▸ DIRECTIONS FOR THIS TASK: Each line of the listing must be set down exactly as it stands.

+--

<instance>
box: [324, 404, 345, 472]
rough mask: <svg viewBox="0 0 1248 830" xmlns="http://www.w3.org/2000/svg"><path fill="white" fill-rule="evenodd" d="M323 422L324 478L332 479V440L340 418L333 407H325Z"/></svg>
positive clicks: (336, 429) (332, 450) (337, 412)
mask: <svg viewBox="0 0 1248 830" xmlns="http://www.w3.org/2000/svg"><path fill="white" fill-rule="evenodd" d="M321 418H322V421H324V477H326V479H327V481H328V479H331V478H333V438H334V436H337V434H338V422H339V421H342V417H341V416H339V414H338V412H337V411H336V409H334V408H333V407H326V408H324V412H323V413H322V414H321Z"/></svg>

+--

▸ TASK SOLUTION:
<instance>
box: [324, 404, 345, 472]
rough mask: <svg viewBox="0 0 1248 830" xmlns="http://www.w3.org/2000/svg"><path fill="white" fill-rule="evenodd" d="M323 422L324 478L332 479V440L340 418L333 407H325Z"/></svg>
positive clicks: (336, 429) (332, 450) (337, 412)
mask: <svg viewBox="0 0 1248 830" xmlns="http://www.w3.org/2000/svg"><path fill="white" fill-rule="evenodd" d="M321 418H322V421H324V477H326V479H327V481H328V479H331V478H333V438H334V436H337V434H338V422H339V421H342V417H341V416H339V414H338V412H337V411H336V409H334V408H333V407H326V408H324V412H323V413H322V414H321Z"/></svg>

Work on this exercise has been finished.